» **What you are asked to do**
Set down exactly the lines below, starting at the one that contains "In this picture, where can the camera" and ending at the one that contains "In this picture, where can the grassy", with both of those lines included and nothing else.

» **The data**

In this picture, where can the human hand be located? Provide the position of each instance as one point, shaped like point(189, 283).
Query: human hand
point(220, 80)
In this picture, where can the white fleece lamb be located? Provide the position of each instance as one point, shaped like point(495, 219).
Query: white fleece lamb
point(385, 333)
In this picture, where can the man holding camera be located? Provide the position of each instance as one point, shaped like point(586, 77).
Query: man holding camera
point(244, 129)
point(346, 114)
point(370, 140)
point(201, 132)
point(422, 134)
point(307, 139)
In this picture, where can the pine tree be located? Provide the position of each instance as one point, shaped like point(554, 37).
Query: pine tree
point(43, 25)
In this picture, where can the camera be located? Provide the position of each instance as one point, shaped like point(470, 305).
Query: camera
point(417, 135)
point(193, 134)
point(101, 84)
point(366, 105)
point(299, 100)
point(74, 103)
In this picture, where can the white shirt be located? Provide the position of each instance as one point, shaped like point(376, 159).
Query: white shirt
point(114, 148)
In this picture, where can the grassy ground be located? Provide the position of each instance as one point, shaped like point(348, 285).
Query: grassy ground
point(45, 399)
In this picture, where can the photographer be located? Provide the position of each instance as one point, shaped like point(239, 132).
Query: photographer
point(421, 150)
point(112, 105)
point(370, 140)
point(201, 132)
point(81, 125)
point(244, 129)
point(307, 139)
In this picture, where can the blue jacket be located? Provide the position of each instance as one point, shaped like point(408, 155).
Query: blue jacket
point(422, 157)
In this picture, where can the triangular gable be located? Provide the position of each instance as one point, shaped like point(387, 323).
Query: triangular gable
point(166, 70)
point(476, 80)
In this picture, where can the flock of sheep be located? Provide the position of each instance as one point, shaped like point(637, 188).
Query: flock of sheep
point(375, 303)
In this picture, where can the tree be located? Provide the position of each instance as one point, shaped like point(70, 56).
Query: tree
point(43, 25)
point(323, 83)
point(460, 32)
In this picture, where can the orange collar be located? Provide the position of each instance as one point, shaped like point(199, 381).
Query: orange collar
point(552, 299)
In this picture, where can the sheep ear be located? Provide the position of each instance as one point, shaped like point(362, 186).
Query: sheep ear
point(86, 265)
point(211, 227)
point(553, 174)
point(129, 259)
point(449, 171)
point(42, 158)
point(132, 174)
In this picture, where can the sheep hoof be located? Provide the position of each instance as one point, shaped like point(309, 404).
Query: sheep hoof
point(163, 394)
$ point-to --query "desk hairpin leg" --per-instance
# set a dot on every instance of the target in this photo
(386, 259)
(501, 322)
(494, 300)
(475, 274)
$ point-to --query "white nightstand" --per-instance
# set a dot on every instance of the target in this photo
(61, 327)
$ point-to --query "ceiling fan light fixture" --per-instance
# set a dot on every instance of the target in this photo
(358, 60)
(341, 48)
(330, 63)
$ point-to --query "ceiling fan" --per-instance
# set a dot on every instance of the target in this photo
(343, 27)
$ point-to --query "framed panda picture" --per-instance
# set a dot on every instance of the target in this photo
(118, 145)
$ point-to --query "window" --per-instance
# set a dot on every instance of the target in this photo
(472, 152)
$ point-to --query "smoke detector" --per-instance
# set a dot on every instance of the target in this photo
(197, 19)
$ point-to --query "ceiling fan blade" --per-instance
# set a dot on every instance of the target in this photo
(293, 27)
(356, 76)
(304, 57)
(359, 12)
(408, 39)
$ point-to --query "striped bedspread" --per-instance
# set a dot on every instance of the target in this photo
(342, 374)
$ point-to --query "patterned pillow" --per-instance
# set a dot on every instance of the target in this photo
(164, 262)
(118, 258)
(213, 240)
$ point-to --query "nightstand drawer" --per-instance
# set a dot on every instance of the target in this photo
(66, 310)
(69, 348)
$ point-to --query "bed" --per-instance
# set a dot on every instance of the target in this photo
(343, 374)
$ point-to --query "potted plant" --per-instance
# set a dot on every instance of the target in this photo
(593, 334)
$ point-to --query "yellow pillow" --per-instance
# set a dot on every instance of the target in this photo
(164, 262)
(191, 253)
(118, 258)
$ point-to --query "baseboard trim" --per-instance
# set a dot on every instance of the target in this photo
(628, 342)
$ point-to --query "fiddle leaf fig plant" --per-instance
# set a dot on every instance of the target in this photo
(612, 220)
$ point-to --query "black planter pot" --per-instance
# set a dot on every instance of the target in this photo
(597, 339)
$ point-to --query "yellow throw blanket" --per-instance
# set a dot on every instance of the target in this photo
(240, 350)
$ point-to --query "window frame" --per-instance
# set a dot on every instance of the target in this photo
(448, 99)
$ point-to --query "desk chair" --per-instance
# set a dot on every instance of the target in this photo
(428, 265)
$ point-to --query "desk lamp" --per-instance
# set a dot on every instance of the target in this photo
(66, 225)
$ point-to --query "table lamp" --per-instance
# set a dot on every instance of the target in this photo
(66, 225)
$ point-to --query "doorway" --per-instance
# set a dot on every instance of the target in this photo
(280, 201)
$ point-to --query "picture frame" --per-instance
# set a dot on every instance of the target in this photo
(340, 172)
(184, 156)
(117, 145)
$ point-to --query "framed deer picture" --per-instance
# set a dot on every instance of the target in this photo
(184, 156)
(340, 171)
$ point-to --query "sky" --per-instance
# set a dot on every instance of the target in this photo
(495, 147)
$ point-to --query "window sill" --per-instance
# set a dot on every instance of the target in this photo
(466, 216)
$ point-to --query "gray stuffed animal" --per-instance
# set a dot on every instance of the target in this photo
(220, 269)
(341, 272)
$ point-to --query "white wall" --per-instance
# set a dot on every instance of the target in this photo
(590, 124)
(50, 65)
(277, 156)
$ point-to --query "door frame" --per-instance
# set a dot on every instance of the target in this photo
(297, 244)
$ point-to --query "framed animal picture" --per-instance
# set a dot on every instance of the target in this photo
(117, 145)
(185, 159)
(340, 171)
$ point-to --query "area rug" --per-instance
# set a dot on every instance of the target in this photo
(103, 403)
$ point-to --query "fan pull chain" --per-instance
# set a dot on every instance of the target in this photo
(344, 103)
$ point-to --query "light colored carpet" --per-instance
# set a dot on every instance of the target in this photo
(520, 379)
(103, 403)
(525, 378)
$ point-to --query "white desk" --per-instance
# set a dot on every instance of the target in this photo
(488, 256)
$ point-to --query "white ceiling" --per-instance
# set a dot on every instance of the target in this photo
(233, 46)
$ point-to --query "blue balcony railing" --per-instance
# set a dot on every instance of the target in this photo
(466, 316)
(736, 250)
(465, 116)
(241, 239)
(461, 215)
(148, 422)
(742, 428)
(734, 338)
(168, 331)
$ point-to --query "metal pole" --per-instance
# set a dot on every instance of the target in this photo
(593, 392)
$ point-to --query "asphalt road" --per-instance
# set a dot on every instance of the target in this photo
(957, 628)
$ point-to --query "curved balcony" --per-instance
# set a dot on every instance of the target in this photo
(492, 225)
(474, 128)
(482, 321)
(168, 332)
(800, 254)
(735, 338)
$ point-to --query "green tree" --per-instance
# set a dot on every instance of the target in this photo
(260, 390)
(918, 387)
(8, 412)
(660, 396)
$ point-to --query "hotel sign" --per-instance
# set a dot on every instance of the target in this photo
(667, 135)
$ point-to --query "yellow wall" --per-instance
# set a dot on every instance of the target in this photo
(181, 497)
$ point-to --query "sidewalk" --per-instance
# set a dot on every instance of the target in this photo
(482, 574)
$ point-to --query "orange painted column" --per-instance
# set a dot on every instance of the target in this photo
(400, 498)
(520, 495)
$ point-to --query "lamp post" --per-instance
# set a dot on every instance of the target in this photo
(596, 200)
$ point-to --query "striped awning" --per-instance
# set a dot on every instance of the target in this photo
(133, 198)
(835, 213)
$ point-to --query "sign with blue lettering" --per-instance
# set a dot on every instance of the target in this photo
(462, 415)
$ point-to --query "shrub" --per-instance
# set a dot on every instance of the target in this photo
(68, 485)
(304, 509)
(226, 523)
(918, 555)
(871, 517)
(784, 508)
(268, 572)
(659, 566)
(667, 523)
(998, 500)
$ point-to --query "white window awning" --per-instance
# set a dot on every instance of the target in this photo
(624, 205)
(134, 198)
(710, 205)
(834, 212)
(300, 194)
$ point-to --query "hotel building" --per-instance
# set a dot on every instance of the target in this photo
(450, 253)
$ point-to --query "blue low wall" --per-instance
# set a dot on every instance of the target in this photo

» **Exercise answer**
In this picture, where can the camera be located? Provide the position of each instance as one point, shaped like point(470, 305).
Query: camera
point(417, 135)
point(193, 134)
point(101, 84)
point(366, 105)
point(299, 100)
point(74, 103)
In this picture, where can the white shirt be located? Provide the position of each instance as one point, shaped like point(376, 159).
Query: white shirt
point(114, 148)
In this picture, where can the grassy ground be located? Provide the position of each instance as one point, shaped like point(348, 285).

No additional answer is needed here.